# Instructions to follow
Rewrite the lines from the one with "search for black" up to and including the one with "left=90, top=35, right=135, bottom=67", changing "plastic cup" to "paper cup" and leaving everything else as it is.

--- Start of Task inputs ---

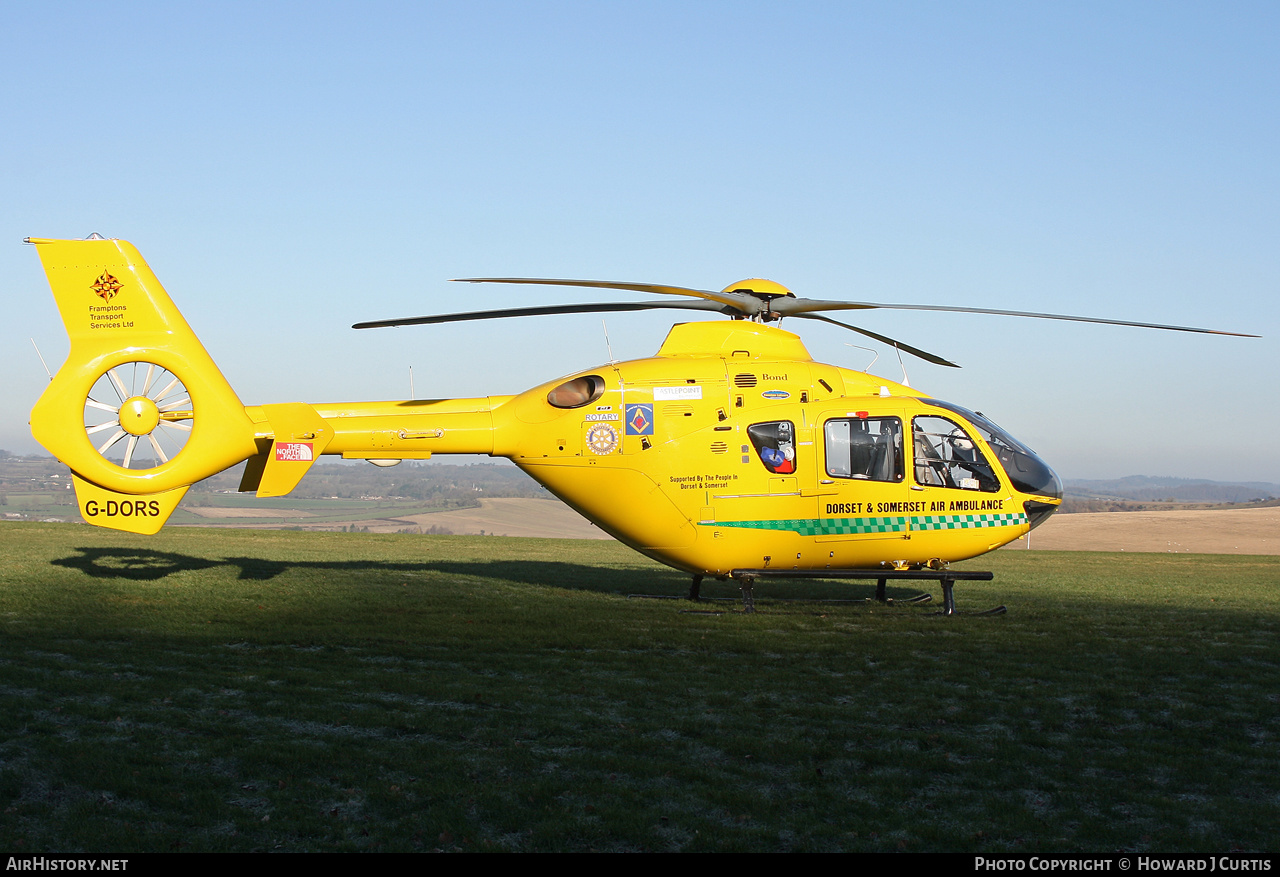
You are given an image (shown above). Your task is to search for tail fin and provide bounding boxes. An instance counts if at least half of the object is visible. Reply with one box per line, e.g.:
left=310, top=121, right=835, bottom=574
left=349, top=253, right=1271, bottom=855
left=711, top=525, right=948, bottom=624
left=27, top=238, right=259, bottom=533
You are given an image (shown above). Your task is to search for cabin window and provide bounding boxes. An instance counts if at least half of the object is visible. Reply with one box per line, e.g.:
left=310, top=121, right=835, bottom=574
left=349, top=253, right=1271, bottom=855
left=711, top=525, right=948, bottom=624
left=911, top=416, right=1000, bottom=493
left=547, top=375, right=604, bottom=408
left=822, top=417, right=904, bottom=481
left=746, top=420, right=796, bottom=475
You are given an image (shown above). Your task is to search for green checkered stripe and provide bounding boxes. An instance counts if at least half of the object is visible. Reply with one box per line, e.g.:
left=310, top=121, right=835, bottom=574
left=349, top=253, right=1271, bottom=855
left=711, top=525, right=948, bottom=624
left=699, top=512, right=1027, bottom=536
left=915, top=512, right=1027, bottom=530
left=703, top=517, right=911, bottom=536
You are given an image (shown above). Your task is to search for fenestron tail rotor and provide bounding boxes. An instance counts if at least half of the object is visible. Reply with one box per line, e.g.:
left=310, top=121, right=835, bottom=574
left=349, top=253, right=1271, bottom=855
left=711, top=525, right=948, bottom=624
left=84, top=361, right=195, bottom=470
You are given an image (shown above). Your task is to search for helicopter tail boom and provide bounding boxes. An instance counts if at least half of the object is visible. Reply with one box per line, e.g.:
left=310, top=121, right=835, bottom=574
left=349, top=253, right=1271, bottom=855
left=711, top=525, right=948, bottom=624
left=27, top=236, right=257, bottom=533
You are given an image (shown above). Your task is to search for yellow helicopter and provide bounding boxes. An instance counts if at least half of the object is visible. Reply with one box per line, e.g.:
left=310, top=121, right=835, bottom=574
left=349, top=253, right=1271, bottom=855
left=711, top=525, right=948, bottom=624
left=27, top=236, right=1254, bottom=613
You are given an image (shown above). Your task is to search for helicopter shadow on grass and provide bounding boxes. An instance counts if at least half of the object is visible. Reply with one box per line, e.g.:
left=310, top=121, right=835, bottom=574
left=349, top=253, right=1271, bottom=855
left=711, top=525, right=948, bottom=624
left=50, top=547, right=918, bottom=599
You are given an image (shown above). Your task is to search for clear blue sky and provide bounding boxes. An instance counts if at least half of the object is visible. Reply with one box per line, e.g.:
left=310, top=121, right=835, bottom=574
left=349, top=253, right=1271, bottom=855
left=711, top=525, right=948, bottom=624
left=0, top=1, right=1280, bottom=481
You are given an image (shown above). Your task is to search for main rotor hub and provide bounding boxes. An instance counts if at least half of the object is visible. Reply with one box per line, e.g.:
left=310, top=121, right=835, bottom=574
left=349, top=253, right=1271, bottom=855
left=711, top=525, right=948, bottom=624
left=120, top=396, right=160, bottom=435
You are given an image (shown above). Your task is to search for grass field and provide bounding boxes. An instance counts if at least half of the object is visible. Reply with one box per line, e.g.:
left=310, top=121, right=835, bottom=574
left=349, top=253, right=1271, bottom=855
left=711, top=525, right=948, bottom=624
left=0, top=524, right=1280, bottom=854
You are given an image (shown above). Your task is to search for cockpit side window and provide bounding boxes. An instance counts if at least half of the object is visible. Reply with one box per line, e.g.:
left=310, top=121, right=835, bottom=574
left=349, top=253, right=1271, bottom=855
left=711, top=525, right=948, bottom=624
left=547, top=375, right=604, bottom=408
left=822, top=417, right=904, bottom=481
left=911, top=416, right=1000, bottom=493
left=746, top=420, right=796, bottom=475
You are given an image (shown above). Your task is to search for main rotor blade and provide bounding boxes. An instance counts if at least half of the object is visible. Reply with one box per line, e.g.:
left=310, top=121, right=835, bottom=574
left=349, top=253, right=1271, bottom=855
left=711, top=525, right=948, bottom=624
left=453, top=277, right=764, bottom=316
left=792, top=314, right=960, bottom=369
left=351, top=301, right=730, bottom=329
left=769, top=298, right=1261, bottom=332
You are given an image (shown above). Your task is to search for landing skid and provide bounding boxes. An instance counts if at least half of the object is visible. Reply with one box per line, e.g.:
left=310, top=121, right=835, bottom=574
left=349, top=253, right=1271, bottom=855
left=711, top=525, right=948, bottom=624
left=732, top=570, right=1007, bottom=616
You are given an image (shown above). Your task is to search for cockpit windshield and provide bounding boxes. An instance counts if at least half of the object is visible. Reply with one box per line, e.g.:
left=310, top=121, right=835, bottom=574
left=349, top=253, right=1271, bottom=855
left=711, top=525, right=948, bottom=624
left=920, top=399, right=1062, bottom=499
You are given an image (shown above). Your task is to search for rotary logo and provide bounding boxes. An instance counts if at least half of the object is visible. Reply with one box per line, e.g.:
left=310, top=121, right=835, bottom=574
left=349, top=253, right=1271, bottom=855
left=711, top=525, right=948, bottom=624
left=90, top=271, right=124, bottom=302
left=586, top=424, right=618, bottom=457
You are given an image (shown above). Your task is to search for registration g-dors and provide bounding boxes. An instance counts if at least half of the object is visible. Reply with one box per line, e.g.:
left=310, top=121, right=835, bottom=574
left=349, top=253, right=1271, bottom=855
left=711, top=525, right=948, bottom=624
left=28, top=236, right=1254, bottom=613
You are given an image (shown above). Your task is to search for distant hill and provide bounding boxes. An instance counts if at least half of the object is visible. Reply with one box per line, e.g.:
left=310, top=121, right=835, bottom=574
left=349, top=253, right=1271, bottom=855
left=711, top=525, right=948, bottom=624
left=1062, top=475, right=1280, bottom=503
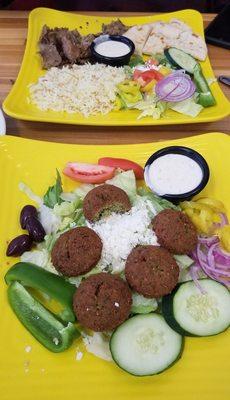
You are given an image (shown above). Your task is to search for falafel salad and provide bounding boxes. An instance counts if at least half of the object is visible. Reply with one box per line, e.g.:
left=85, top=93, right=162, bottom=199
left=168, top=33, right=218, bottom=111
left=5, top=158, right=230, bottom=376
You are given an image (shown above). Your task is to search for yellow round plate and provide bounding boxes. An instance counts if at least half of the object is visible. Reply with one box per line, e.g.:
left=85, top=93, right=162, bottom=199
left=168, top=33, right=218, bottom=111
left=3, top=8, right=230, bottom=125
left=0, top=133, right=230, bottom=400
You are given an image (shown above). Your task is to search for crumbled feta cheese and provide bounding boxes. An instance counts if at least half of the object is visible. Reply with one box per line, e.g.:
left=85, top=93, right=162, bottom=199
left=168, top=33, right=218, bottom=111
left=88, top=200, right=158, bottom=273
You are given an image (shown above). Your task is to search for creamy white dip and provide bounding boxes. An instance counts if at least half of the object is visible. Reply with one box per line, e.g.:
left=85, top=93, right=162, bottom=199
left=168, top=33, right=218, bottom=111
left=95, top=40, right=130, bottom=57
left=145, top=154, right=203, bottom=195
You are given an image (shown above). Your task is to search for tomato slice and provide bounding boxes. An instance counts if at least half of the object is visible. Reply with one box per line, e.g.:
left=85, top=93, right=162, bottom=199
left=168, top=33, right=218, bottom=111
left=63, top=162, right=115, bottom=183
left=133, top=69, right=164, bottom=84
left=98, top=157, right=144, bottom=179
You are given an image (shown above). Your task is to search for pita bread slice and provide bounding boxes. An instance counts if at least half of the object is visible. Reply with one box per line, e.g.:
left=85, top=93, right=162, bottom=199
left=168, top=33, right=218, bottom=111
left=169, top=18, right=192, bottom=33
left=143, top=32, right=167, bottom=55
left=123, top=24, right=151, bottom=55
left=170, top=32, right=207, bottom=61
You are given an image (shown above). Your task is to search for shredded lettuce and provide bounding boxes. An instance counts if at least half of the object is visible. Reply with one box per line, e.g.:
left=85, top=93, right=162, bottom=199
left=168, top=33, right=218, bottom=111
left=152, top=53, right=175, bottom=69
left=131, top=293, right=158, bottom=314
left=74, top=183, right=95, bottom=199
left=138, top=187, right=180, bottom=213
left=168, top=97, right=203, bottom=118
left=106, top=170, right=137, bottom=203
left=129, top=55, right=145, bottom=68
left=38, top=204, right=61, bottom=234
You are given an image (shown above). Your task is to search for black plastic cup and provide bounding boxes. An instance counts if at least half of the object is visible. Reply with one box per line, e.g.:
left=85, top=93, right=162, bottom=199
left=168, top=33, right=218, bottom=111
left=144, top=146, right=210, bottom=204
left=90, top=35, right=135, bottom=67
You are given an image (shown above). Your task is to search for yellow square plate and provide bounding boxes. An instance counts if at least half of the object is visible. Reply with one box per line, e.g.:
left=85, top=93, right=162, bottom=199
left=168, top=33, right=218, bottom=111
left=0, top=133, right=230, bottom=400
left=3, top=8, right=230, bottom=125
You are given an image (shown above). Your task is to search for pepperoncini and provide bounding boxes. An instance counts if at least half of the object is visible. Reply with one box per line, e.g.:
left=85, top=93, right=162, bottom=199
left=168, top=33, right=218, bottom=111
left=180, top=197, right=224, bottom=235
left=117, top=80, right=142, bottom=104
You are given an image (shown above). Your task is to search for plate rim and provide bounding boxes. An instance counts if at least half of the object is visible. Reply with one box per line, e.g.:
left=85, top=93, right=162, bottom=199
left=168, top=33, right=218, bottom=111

--- End of Task inputs ---

# Result of the exercise
You are given an image (shown above). Your task is to search for black paper cup and provide bounding boxes. An instance counts if at least half of the object is visible. Reply with one box per line, e.g.:
left=85, top=93, right=162, bottom=199
left=168, top=33, right=218, bottom=111
left=144, top=146, right=210, bottom=204
left=90, top=35, right=135, bottom=67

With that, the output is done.